Copy the data starting at the line containing "Where can the man wearing" and running through the end of the data, both ends included, keeping every line unchanged except the answer coordinates. Shift each of those by adding 118 to both numbers.

______________________________

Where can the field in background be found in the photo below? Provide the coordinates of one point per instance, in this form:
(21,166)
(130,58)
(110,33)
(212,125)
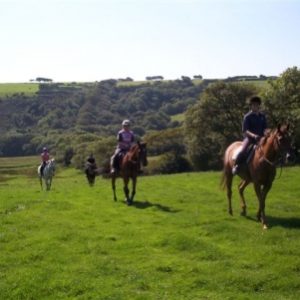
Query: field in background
(176,242)
(8,89)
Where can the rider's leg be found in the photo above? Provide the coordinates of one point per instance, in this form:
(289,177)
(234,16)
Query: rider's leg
(42,168)
(241,156)
(114,161)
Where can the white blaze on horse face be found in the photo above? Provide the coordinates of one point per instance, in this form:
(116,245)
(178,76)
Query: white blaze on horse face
(235,152)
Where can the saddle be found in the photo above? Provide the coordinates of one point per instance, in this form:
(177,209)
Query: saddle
(247,155)
(119,159)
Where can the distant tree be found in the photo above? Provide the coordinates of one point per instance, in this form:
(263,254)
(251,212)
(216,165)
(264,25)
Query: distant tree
(282,101)
(197,77)
(43,79)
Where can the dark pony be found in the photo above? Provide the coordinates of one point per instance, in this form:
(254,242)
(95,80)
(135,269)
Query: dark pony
(48,173)
(129,169)
(261,170)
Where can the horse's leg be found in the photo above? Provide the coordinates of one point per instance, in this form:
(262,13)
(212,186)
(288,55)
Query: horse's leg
(133,188)
(258,192)
(126,189)
(265,191)
(113,185)
(228,185)
(41,182)
(242,187)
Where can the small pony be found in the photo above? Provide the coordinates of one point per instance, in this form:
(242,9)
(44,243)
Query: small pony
(129,169)
(261,169)
(48,173)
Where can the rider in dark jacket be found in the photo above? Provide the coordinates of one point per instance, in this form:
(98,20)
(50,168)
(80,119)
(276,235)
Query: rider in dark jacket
(254,125)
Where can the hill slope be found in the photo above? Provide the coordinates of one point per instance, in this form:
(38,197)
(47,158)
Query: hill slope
(176,242)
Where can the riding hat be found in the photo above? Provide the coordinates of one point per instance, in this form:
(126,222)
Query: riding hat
(126,123)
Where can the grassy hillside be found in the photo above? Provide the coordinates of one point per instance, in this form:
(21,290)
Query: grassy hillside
(176,242)
(9,89)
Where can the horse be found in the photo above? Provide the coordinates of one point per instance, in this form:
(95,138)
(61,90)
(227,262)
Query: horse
(261,169)
(48,173)
(129,169)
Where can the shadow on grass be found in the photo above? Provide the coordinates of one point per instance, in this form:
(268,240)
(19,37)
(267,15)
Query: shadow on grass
(280,221)
(147,204)
(284,222)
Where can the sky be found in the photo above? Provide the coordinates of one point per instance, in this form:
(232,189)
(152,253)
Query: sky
(90,40)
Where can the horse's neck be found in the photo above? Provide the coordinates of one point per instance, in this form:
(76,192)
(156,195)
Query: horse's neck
(133,154)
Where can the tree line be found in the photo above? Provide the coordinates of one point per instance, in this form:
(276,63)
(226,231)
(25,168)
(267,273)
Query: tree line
(74,120)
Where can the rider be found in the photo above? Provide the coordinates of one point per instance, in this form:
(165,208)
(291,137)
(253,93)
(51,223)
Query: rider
(45,156)
(254,125)
(125,139)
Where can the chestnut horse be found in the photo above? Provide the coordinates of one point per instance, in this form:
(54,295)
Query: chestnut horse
(129,169)
(261,170)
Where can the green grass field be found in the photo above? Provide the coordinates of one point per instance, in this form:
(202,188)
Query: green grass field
(176,242)
(8,89)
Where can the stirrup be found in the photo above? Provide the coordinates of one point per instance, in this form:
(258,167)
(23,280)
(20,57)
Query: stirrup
(235,169)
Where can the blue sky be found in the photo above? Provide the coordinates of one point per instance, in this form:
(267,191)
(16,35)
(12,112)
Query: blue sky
(89,40)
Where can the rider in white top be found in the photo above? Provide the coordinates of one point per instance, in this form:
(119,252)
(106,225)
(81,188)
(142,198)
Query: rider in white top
(125,139)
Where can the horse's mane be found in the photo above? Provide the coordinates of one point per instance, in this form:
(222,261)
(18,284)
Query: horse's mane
(268,133)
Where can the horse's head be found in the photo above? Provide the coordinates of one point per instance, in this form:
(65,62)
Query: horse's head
(143,153)
(283,142)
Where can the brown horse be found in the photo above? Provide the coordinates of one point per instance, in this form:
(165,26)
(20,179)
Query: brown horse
(129,168)
(261,170)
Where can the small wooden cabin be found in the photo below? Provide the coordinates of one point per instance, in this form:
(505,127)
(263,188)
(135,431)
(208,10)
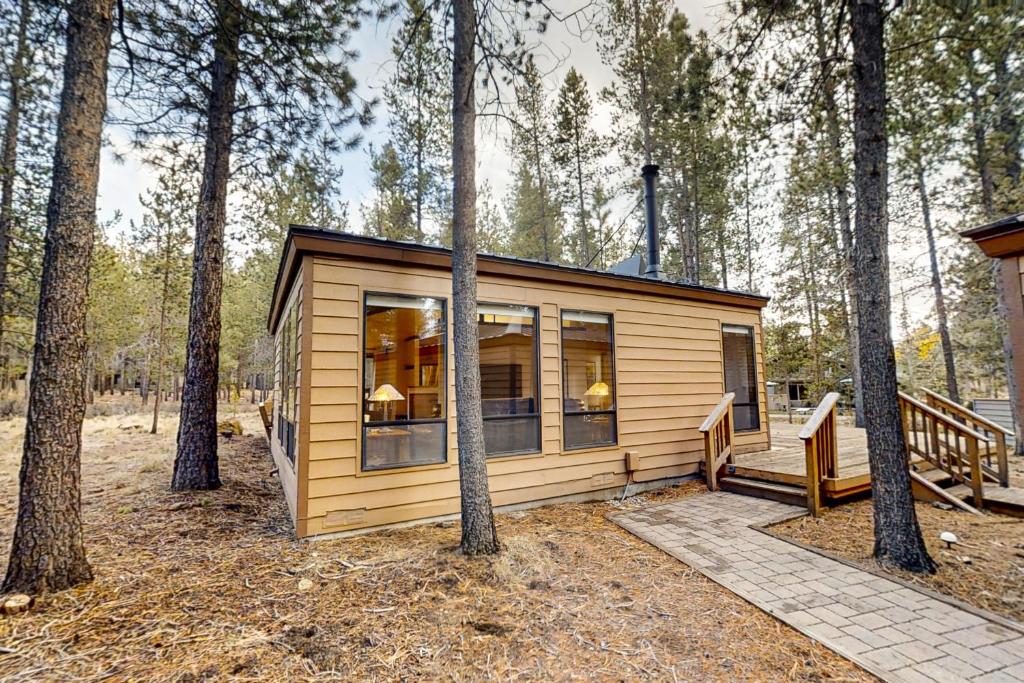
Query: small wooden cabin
(589,380)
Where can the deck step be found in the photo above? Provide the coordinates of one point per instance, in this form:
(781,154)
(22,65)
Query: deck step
(773,491)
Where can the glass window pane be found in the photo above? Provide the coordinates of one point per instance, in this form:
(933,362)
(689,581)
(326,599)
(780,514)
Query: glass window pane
(590,429)
(403,380)
(588,377)
(512,435)
(740,375)
(508,376)
(403,445)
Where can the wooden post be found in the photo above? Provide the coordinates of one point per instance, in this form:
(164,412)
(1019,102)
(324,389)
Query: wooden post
(977,481)
(813,476)
(1001,460)
(710,474)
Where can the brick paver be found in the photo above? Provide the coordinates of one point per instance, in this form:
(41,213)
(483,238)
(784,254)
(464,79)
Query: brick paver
(895,632)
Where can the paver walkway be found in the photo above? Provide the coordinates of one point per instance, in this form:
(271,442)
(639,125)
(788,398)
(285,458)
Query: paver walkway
(895,632)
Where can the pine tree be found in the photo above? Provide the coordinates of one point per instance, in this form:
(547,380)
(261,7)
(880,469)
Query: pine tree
(47,550)
(537,230)
(164,238)
(392,214)
(478,534)
(418,97)
(273,74)
(577,151)
(897,535)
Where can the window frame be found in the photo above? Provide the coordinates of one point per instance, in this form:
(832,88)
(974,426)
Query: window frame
(539,413)
(289,368)
(614,379)
(442,378)
(757,390)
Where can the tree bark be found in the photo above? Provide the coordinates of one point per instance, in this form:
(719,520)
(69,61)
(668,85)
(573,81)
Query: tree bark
(47,551)
(478,534)
(8,159)
(940,301)
(839,180)
(196,465)
(897,535)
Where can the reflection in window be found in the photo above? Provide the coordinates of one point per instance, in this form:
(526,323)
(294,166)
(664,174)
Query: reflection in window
(403,381)
(508,379)
(740,376)
(588,379)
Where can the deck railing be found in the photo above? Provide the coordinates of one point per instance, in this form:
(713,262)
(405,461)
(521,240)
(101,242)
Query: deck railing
(945,442)
(820,450)
(718,432)
(995,435)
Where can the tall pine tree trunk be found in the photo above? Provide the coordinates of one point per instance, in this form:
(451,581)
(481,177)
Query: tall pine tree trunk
(983,163)
(196,466)
(940,301)
(478,534)
(47,552)
(897,536)
(8,159)
(839,180)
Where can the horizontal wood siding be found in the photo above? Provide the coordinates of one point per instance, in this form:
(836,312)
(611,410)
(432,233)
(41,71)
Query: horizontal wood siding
(668,372)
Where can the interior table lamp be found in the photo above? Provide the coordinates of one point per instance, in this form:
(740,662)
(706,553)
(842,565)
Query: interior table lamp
(596,390)
(385,394)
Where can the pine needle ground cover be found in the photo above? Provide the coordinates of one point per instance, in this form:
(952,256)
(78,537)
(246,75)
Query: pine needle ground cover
(212,587)
(984,569)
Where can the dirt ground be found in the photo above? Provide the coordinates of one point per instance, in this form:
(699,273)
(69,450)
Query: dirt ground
(985,569)
(212,586)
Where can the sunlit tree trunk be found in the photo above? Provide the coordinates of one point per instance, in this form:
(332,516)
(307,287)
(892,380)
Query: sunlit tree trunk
(47,551)
(478,534)
(897,535)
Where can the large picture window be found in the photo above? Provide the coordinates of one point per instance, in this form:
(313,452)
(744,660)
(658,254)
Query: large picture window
(740,376)
(508,379)
(403,381)
(588,379)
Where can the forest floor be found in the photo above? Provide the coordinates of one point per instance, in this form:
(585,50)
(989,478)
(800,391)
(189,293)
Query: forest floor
(212,585)
(984,569)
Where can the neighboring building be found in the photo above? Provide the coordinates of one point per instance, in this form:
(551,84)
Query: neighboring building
(582,373)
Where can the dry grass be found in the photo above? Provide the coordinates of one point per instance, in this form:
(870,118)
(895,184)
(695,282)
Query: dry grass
(993,579)
(206,586)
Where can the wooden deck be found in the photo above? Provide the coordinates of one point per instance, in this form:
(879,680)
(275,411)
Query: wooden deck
(786,462)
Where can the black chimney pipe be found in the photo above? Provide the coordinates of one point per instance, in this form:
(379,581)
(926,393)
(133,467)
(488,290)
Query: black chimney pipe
(649,172)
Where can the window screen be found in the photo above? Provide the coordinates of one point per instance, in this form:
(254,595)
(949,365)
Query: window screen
(740,376)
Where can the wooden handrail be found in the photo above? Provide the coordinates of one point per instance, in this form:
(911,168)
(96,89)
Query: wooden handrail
(819,415)
(947,454)
(943,418)
(718,432)
(967,413)
(996,443)
(716,415)
(820,450)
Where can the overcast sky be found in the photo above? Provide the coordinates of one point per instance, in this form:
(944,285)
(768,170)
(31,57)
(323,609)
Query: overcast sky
(122,182)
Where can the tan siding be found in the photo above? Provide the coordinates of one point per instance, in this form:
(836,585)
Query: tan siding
(669,377)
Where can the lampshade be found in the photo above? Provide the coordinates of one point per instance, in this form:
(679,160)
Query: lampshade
(386,392)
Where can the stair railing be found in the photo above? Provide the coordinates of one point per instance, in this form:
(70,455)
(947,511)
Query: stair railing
(945,442)
(820,450)
(718,432)
(995,435)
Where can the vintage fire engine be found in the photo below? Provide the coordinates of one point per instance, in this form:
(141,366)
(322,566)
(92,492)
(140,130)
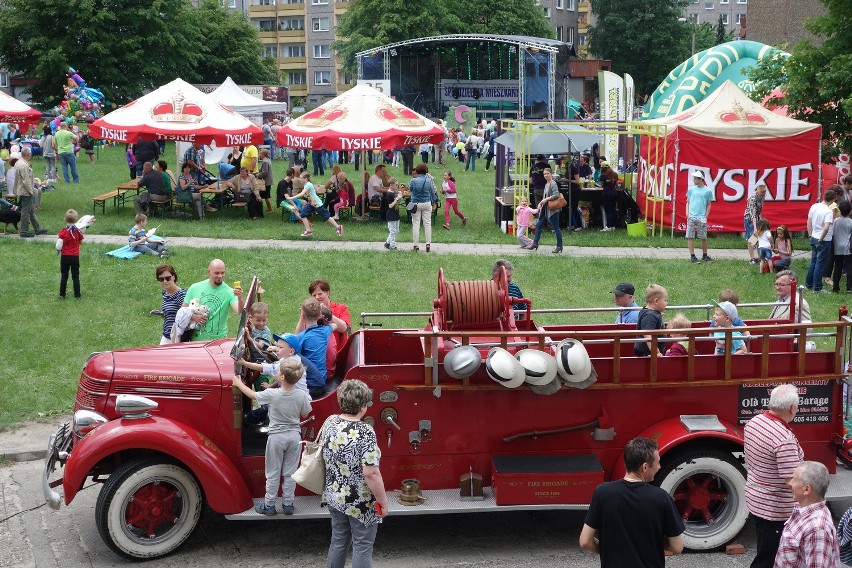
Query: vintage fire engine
(162,427)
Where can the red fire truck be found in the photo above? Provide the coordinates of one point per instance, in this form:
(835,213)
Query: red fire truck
(162,427)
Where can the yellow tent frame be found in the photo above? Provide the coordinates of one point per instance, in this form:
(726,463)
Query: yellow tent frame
(656,135)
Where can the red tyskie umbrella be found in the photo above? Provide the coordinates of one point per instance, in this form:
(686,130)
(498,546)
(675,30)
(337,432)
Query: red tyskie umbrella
(177,111)
(360,119)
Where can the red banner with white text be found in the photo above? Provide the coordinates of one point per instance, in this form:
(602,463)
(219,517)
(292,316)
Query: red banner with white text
(788,166)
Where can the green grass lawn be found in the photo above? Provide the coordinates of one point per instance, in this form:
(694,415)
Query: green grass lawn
(476,201)
(47,340)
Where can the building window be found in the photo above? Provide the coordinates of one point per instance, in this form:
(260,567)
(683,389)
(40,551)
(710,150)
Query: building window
(289,24)
(265,25)
(322,77)
(292,50)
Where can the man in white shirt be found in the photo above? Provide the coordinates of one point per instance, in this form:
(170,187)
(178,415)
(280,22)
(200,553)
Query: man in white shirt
(820,219)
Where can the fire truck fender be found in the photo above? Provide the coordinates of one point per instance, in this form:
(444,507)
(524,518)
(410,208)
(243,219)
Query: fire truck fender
(223,486)
(671,435)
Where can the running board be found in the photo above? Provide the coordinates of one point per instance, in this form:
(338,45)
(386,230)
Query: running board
(438,502)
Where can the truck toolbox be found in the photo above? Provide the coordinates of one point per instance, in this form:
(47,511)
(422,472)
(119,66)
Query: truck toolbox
(545,479)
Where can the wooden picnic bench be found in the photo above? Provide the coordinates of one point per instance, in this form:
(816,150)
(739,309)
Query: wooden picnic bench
(117,195)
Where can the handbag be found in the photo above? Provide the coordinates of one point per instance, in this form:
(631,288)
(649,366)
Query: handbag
(557,203)
(311,471)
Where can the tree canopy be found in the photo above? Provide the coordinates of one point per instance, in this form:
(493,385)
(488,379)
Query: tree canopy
(126,47)
(371,23)
(644,39)
(815,81)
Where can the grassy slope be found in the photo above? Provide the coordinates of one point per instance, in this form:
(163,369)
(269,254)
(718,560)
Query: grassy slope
(47,340)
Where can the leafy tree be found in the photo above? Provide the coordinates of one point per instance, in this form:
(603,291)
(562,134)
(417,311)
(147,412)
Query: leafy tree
(642,38)
(231,47)
(371,23)
(124,47)
(815,79)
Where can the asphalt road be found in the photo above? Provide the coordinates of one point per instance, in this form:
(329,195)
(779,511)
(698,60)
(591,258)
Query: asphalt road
(31,534)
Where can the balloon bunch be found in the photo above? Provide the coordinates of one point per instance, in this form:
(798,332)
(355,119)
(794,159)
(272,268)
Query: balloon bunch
(79,103)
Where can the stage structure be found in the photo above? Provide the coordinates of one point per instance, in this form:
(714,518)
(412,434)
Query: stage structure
(501,76)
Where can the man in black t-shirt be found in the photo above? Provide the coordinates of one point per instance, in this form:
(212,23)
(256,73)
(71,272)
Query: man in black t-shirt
(630,522)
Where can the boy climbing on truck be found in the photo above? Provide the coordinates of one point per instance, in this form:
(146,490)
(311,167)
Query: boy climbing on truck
(314,338)
(287,405)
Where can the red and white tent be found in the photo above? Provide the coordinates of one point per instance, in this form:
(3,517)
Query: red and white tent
(177,111)
(13,110)
(737,144)
(362,118)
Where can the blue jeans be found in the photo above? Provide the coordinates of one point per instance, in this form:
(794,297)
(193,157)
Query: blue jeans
(471,160)
(346,530)
(67,159)
(551,218)
(820,252)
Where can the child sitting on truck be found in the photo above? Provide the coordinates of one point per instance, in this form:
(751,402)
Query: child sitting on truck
(724,316)
(651,317)
(286,346)
(287,405)
(680,348)
(314,337)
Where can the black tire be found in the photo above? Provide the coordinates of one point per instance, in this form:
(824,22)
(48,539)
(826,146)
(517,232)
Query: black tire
(147,508)
(704,484)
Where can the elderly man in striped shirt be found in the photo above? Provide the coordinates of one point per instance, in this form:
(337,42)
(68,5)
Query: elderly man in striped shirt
(809,538)
(772,453)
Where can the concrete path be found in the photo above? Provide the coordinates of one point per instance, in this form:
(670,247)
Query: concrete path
(493,250)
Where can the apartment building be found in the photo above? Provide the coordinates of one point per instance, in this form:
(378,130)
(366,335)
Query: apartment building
(780,22)
(299,33)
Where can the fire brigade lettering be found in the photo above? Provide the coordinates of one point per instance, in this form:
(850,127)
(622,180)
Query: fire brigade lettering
(112,134)
(237,139)
(361,143)
(164,378)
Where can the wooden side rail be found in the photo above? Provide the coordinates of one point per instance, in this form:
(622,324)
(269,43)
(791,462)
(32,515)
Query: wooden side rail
(774,342)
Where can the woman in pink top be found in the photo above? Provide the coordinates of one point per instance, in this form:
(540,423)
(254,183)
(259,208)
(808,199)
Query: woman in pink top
(448,188)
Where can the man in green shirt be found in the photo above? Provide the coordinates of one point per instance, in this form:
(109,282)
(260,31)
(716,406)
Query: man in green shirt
(217,296)
(64,144)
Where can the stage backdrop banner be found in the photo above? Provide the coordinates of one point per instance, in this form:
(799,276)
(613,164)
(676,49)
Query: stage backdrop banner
(788,166)
(496,90)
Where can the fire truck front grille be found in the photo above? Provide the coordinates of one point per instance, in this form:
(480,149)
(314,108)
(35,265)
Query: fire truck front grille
(90,393)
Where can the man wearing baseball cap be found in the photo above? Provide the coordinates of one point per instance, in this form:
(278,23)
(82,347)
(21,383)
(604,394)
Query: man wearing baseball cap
(698,200)
(623,294)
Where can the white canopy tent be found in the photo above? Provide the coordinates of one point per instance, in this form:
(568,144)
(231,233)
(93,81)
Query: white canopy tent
(231,95)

______________________________

**Exercise response**
Where can the man wearing baseball cap be found in the photo above? Provide the coordinates of one point per instance, in this form:
(278,23)
(82,347)
(21,383)
(604,394)
Query: man wearing baseball cap
(816,318)
(741,412)
Where can the white canopy tent be found in the photo above? Provide the coordinates of one point per instance, in this form:
(568,144)
(231,233)
(93,81)
Query: white canopy tent
(349,213)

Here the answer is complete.